Prompt:
Please repeat the records below exactly, but only from the line that contains "this sample: (416,49)." onward, ending with the last line.

Input for this task:
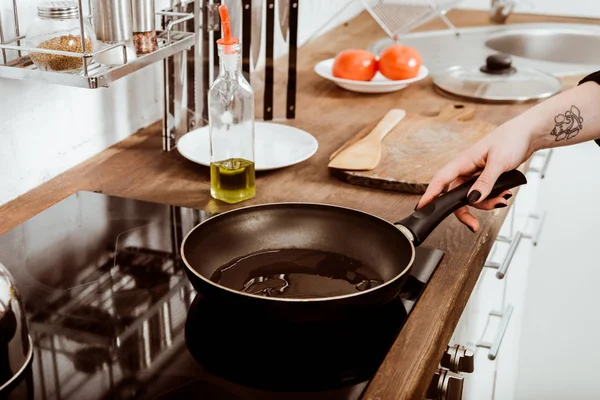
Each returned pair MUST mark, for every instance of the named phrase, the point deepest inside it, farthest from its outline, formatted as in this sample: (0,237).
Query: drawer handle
(541,218)
(494,347)
(542,171)
(502,267)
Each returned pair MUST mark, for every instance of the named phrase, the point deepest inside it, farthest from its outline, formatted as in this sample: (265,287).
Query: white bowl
(379,83)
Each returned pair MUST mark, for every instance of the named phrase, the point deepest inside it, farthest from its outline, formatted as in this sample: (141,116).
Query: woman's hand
(502,150)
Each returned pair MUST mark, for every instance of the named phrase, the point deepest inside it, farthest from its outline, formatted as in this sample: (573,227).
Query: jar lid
(58,9)
(498,81)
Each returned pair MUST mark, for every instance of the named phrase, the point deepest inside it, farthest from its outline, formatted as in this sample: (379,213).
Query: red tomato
(357,65)
(400,62)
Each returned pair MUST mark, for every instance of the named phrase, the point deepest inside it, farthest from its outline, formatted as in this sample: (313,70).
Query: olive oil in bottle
(232,180)
(231,124)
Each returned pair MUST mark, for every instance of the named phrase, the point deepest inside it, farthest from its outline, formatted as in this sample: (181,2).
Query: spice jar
(144,29)
(57,28)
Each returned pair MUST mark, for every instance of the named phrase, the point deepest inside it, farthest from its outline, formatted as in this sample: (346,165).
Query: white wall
(46,129)
(578,8)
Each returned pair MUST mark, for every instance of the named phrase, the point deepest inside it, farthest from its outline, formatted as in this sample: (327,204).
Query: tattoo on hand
(568,125)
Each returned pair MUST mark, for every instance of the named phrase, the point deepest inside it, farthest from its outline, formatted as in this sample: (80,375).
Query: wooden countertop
(136,168)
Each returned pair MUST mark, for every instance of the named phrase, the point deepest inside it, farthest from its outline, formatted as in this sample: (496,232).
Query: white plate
(276,146)
(379,83)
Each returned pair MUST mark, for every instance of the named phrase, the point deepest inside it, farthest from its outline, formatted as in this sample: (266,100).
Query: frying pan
(387,248)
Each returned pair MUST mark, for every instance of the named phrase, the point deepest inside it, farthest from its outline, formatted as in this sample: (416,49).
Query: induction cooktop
(113,316)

Exercise output:
Each returned pair MUST mark, for every instance of the named phrase, the point deepest inside it, farthest from its outline, formatted as in this sample: (416,49).
Query: induction cooktop
(113,316)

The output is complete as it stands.